#### SOURCE EXTRACT:
Seth Pollak, PhD, Research Mentor
Dr. Pollak is the Letters and Science Distinguished Professor of Psychology and Professor of Pediatrics, Anthropology, Neuroscience, and Public Affairs. He has published over 200 papers on topics including the influences of social risk factors on children’s brain and behavioral development, emotions, early learning, family poverty, and health. He is the founding Director of a unique program at UW-Madison that supports graduate and post-doctoral fellows undertaking interdisciplinary research on children’s mental health. He co-directs two T32 training grants and has been a primary mentor on 22 K and F training awards for graduate, post-doctoral, and early career mentees.
Stephanie Budge, PhD, Research Mentor
Dr. Budge is an Associate Professor of Counseling Psychology and the Director of the Advancing Health Equity and Diversity (AHEAD) program in the School of Medicine and Public Health at the University of Wisconsin-Madison. She founded the Trans CARE Collaborative in 2014, a research collective focused on best practices in conducting research that focuses on improving of medical and psychotherapy treatments (and access to care) for Two-spirit, trans, and nonbinary (2STNB) clients. In her role as the AHEAD Director, she facilitates a formal mentoring program for NIH-funded postdoctoral fellows conducting health equity research. She was also chosen as a postdoctoral mentor for the School of Medicine and Public Health’s Building Up program, which is an NIH-Funded program specifically targeting postdoctoral scholars of color at predominantly White institutions.
Aydin Bal, PhD, Research Mentor
Dr. Bal is a Professor of Special Education. His research focuses on the interplay between culture, learning, and mental health across local and global education systems. Dr. Bal examines the social justice issues in education, family-school-community-university collaboration, and systemic transformation. He has developed a Culturally Responsive Positive Behavioral Interventions and Supports framework and the Learning Lab methodology. In Learning Labs, local stakeholders (students, families, educators, policy makers, and community representatives), especially those from historically marginalized communities, collectively design and implement culturally responsive behavioral support systems.
Robert Nix, PhD, Research Mentor
Dr. Nix is the Audrey Rothermel Bascom Professor of Human Development and Family Studies. His research program focuses on the development, implementation, and rigorous evaluation of preventive interventions designed to improve the lives of at-risk children and youth. He has been an investigator on 10 randomized controlled trials of preventive interventions, with combined budgets exceeding $45 million. All of those preventive interventions were conducted in low-income community settings, including Head Start centers and elementary schools. Dr. Nix has a strong track record of mentoring numerous graduate students and post-doctoral research scholars on his research projects, and has published empirical articles with most of them.

#### EXTRACTED ENTRIES:

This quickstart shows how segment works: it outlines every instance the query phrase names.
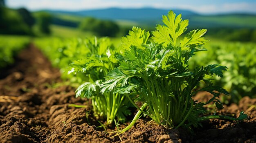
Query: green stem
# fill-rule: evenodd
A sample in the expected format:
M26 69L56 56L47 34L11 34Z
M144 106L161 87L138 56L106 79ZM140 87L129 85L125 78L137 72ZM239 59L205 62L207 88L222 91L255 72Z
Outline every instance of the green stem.
M133 125L134 125L136 121L140 117L140 115L142 113L142 112L141 111L143 111L143 110L145 109L145 108L146 108L147 106L148 106L148 104L146 103L144 103L144 104L142 105L142 106L139 108L140 110L139 111L138 111L136 114L135 115L134 118L133 118L133 119L132 119L132 121L130 123L130 124L129 124L129 125L128 126L126 127L126 128L121 130L111 132L112 133L116 132L119 132L118 134L116 134L114 136L111 136L111 138L113 138L115 136L117 136L120 134L121 134L124 133L124 132L125 132L126 131L129 130L133 126Z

#### PROBLEM A:
According to the mentor profiles, how many randomized controlled trials of preventive interventions has Dr. Nix been an investigator on?
#### PROBLEM B:
Reproduce everything in the mentor profiles from "Robert Nix, PhD, Research" down to "most of them.", swapping "elementary schools" for "middle schools".
Draw only on the mentor profiles when responding.

#### TASK SOLUTION A:
10

#### TASK SOLUTION B:
Robert Nix, PhD, Research Mentor
Dr. Nix is the Audrey Rothermel Bascom Professor of Human Development and Family Studies. His research program focuses on the development, implementation, and rigorous evaluation of preventive interventions designed to improve the lives of at-risk children and youth. He has been an investigator on 10 randomized controlled trials of preventive interventions, with combined budgets exceeding $45 million. All of those preventive interventions were conducted in low-income community settings, including Head Start centers and middle schools. Dr. Nix has a strong track record of mentoring numerous graduate students and post-doctoral research scholars on his research projects, and has published empirical articles with most of them.